Task statement: If a line in the following entries holds the string "green", include it in the tally. State the total and nothing further.

BEGIN Dataset entries

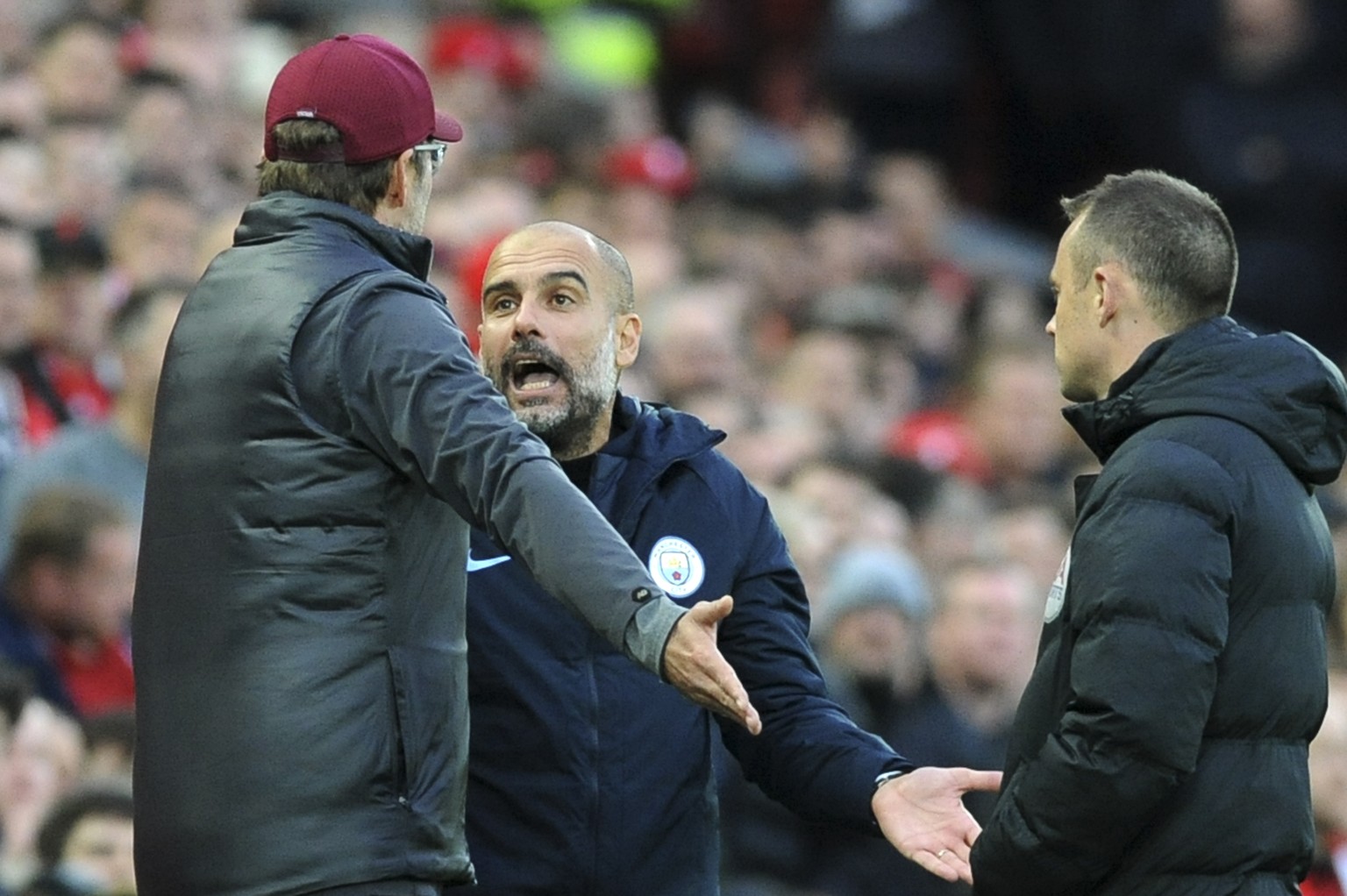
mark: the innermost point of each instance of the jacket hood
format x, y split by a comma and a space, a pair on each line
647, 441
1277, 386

END Dataset entries
BEGIN Dataset entries

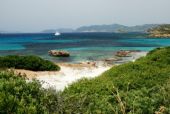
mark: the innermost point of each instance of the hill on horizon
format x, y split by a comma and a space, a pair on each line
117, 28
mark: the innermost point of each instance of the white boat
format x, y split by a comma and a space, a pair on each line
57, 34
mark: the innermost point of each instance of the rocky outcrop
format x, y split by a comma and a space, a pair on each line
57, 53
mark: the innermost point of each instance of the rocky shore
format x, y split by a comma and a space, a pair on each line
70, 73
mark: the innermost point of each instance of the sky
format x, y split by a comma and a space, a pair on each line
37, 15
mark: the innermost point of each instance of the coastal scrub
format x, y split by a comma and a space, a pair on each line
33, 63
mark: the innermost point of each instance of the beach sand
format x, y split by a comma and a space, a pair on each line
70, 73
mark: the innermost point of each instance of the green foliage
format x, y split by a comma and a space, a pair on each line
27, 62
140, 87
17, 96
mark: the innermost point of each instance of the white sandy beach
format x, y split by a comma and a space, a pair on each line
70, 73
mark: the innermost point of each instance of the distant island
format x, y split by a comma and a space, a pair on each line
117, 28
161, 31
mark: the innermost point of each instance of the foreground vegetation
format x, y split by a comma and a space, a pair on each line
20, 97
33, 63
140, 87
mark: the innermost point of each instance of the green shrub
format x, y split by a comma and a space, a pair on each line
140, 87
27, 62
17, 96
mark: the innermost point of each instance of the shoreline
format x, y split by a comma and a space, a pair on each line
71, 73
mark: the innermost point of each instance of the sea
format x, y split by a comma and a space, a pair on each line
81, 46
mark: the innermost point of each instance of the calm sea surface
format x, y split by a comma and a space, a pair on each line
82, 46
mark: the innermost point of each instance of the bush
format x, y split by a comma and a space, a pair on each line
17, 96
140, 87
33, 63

END Dataset entries

Result of this exercise: 2